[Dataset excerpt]
------------------------------------------------
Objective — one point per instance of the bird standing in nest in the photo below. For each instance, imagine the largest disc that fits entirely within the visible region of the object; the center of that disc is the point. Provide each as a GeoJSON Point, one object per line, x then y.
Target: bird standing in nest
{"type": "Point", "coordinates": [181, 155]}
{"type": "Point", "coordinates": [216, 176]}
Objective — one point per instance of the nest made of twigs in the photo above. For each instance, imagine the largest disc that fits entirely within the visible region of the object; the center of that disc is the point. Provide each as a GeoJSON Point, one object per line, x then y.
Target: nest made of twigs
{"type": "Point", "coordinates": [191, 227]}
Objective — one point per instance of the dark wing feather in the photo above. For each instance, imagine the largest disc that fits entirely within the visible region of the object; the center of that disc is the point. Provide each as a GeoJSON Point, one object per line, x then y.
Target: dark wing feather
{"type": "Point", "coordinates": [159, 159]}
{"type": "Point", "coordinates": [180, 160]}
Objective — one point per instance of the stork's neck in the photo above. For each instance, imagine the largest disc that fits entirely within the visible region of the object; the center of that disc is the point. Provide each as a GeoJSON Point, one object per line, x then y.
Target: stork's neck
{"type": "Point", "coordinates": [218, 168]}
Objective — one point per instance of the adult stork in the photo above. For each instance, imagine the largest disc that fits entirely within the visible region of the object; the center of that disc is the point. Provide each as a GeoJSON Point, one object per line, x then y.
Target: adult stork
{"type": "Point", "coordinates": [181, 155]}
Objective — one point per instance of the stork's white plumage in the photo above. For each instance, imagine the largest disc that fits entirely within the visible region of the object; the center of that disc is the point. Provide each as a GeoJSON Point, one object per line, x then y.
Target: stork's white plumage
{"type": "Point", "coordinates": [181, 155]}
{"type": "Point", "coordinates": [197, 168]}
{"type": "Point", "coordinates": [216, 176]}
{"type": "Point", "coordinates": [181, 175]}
------------------------------------------------
Given problem:
Reproduce, word for word, the lines running from the one that contains "Objective — one point per instance of the stork's white" through the end of the records, with both ends included.

Worked solution:
Objective — one point per instance of the stork's white plumage in the photo above. For each instance, imagine the largest disc that fits entirely within the visible region of the object; the center of that disc is the point. Provide each as a GeoJSON Point, one object per line, x then y.
Target: stork's white plumage
{"type": "Point", "coordinates": [181, 155]}
{"type": "Point", "coordinates": [197, 168]}
{"type": "Point", "coordinates": [216, 176]}
{"type": "Point", "coordinates": [181, 175]}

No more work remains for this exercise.